[Part of a data file]
────────────────────────────────────────
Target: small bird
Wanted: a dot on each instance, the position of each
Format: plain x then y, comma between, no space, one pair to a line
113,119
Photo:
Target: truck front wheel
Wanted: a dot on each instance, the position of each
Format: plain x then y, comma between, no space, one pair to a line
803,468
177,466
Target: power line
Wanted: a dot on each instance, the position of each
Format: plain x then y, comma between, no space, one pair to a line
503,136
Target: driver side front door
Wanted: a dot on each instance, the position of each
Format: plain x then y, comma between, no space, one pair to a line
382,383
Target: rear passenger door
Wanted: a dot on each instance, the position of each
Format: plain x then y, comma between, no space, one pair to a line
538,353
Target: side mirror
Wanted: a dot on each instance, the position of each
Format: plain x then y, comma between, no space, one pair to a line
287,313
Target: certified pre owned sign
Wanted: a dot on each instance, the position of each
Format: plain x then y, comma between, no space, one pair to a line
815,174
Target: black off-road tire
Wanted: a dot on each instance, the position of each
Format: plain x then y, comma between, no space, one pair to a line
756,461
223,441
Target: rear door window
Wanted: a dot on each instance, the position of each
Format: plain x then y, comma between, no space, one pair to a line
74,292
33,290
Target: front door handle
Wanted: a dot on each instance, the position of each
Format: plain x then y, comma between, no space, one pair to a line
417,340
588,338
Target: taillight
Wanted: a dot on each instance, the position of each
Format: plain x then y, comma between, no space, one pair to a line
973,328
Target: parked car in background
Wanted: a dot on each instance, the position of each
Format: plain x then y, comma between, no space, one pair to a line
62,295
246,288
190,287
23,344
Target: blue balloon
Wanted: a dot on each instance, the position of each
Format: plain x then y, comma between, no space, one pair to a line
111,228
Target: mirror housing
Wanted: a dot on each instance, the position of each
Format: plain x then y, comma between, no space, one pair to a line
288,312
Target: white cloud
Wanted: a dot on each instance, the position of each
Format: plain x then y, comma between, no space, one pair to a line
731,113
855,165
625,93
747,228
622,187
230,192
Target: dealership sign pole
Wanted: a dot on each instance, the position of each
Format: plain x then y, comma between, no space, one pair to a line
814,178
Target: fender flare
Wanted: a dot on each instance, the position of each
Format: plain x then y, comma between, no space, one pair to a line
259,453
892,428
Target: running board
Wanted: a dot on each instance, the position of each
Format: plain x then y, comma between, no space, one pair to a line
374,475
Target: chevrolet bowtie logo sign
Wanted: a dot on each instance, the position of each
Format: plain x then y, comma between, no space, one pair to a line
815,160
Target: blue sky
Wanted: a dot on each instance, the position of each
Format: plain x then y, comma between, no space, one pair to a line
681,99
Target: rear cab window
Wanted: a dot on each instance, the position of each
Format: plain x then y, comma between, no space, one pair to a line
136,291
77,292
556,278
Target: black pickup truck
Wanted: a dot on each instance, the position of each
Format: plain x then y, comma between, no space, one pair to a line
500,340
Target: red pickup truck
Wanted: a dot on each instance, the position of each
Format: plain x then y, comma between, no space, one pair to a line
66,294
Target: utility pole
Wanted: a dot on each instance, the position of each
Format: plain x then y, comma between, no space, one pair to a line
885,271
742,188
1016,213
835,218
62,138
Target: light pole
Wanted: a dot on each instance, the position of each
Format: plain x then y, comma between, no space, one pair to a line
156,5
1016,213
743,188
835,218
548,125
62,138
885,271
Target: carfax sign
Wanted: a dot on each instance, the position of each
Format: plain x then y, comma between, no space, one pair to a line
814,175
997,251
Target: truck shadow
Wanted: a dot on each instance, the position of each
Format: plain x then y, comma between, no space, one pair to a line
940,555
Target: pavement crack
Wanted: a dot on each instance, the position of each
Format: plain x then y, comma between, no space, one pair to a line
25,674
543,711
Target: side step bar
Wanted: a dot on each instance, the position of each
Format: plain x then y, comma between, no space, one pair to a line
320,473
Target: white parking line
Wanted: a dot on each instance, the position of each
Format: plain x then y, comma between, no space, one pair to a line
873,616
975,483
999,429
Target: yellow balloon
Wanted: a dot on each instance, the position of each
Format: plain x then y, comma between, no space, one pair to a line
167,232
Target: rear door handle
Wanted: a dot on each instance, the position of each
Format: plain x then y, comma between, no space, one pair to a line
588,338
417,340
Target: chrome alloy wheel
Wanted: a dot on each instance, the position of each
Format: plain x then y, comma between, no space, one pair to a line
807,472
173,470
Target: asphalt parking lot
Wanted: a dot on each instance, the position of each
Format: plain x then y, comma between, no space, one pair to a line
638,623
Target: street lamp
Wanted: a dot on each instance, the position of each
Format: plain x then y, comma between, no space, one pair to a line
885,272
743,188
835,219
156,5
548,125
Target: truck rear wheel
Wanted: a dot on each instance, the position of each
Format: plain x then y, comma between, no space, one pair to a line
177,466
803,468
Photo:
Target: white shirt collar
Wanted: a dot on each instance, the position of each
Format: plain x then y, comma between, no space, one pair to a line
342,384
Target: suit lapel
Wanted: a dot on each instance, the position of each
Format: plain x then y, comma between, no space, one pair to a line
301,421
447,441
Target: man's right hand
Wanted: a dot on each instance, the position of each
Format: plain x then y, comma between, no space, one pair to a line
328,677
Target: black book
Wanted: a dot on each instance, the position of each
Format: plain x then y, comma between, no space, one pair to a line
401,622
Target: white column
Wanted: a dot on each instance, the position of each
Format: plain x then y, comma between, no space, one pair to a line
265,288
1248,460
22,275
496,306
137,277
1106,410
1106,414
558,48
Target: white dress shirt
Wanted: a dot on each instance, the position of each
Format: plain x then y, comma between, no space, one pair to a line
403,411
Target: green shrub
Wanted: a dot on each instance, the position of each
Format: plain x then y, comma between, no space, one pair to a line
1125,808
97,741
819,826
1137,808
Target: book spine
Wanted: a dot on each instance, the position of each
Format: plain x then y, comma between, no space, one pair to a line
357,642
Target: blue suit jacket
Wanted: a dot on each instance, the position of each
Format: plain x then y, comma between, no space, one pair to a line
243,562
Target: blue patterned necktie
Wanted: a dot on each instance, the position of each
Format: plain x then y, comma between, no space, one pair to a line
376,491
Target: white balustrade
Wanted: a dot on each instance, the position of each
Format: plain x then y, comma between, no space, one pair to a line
────────────────────────────────────────
Reproduce all of the rows above without changing a single character.

Target: small bird
Wanted: a dot on each instance, the position of each
Format: plain x then y, comma between, no space, one pair to a line
113,119
Photo:
Target: truck front wheel
Wanted: a dot on each instance, the position of each
Format: plain x then y, comma between, no space, one pair to a line
803,468
177,466
Target: power line
Wanted: a dot on each instance, the position of each
Format: plain x then y, comma between, no space, one pair to a line
503,136
Target: driver side front door
Wanted: a dot on each instance, the position of each
Format: plain x then y, comma between, no space, one pair to a line
382,383
Target: rear passenger door
Wanted: a dot on each instance, the position of each
Format: plain x then y, comma between, no space, one pair to a line
538,353
Target: side mirror
Wanted: a dot on each instance, the position of each
Format: plain x then y, comma between, no space, one pair to a line
287,313
Target: certified pre owned sign
Wanted: a dot on each instance, the position of each
Format: plain x then y, comma between, no space, one pair to a line
815,174
Target: black off-road tire
Wanted: a dot on each instance, the position of each
Format: plain x then y, comma between, no space, one pair to a line
756,461
223,441
Target: rear door window
Wanted: a dot on each instance, the position of each
Format: plain x then y, comma between, no space, one pair to a line
74,292
33,290
Target: front door handle
Wanted: a dot on each instance, the position of each
Format: plain x then y, comma between, no space, one pair to a line
417,340
588,338
Target: taillight
Wanted: a dot on each instance, the position of each
Format: plain x then y, comma between, no space, one pair to a line
973,328
Target: parked car in background
Wanted: a dot on each instance, the position of each
Format: plain x then y, comma between, no space, one pair to a line
62,295
246,288
190,287
23,344
Target: blue balloon
Wanted: a dot on each instance, the position of each
Format: plain x then y, comma between, no space, one pair to a line
111,228
Target: mirror housing
Wanted: a dot on each instance, the position of each
Format: plain x then y, comma between, no space, one pair to a line
288,312
Target: white cloud
Wanted: a dot on each instance, the position of each
Format: plain x then y, comma between, no space, one pair to a line
731,113
855,165
625,93
747,228
622,187
230,192
Target: dealership sign pole
Wanted: a dot on each instance, the position of each
Format: plain x then y, comma between, no space, one pair to a line
814,178
Target: fender flare
Wanted: a dot on each instance, the position of each
Format: plain x then y, comma between, no space, one pair to a line
259,453
892,428
Target: running board
Wanted: a dot on each instance, the position of each
Format: plain x then y, comma between, no space, one pair to a line
374,475
Target: chevrolet bowtie logo sign
Wanted: a dot on each instance, the position of each
Format: plain x then y, comma between, no space, one pair to a line
815,160
Target: blue sky
Wanted: a dot on each instance, the position of each
Format: plain x then y, comma between, no space, one pair to a line
681,99
Target: rear cab window
Wanted: a dot on each instance, the position of each
Format: plain x then y, comma between, no space, one pair to a line
136,291
77,292
556,278
Target: black pickup truck
Wanted: a dot on each instance, the position of each
Format: plain x then y, comma between, no space, one pair to a line
500,340
Target: red pickup truck
Wanted: a dot on each instance, the position of each
Format: plain x then y, comma between, no space, one pair to a line
66,294
Target: utility pole
Wanted: a dot on each instance, the position of each
Format: plain x then y, comma between, no space, one pair to a line
885,271
742,188
1016,213
835,218
62,138
Target: light pole
Wanted: a dot on each instance, the position of each
Format: plain x then y, comma between, no space, one pair to a line
156,5
1016,213
743,188
835,218
548,125
62,138
885,271
Target: carfax sign
Wanted: a dot on each instance, the position of each
Format: plain x then y, comma between, no space, one pair to a line
814,175
997,251
Target: truck shadow
Wanted: a dot on each instance, the position of each
Format: plain x then y, comma between, no space, one pair to a line
940,555
Target: pavement crack
Wanted: a dot on each instance, the position of each
Format: plain x then y, comma between, no space, one pair to a line
25,674
543,711
Target: side step bar
Wanted: a dot on each instance, the position of each
Format: plain x then y, comma between, no space, one pair to a line
320,473
Target: white parking line
Wanted: a dot on each instance, the position of each
Format: plain x then y, comma between, no space, one pair to a line
873,616
975,483
999,429
Target: yellow balloon
Wanted: a dot on each instance, the position of each
Format: plain x then y, comma between, no space, one pair to a line
167,232
Target: rear door handle
Wanted: a dot on each instance, the position of each
Format: plain x then y, comma between, no space, one pair to a line
588,338
417,340
Target: chrome alloy wheel
Wanted: a dot on each instance, the position of each
Format: plain x then y, comma between, no space, one pair to a line
807,472
173,470
Target: asphalt parking lot
Wanted: a dot on each instance, the position of each
Format: plain x then y, comma between, no space, one pair to a line
638,623
Target: street lamp
Wanted: a dot on each instance, the position of each
Format: plain x then y, comma between, no space, one pair to a line
885,272
743,188
835,219
156,5
548,125
Target: truck rear wheel
Wanted: a dot on each instance, the position of each
Format: plain x then y, comma between, no space, one pair to a line
177,466
803,468
Photo:
Target: white shirt collar
Wanted: a dot on each instance, the position of each
Format: plain x then y, comma between, no space, one pair to a line
342,384
Target: suit lapel
Wanted: a dot on each instance, the position of each
Format: plain x then y, comma between, no space, one pair to a line
301,421
447,441
Target: man's right hand
Wanted: a dot on each instance, the position of each
Format: plain x then y, comma between, no space, one pair to a line
328,677
Target: black book
Wanted: a dot on each instance, the position of each
Format: plain x then y, comma between, no space, one pair to a line
401,622
Target: white column
Wanted: a dot on each instance, the position of each
Format: plain x then y, comma between, no space, one pair to a line
265,288
1248,460
22,275
496,306
137,277
1106,410
1106,414
558,48
Target: white dress shirt
Wanted: a dot on each instance, the position of each
Format: plain x then y, comma between, no space, one pair to a line
403,411
Target: green shrub
Wanted: a dot on each instance, the position of each
Format: plain x then y, comma between, no space, one pair to a line
1125,808
97,741
819,826
1137,808
Target: book spine
Wanted: a dot on each instance, the position of each
Format: plain x then y, comma between, no space, one pair to a line
357,642
Target: blue suit jacket
Wanted: a dot on each instance, the position of each
Format: plain x then y, comma between, no space, one pair to a line
243,562
Target: blue patterned necktie
Wanted: a dot on each instance, the position of each
Format: plain x then y, comma between, no space, one pair to a line
376,491
Target: white balustrade
Wanted: a dot on each instance, the position of each
Format: plain x then y, comma between, no space, one pair to a line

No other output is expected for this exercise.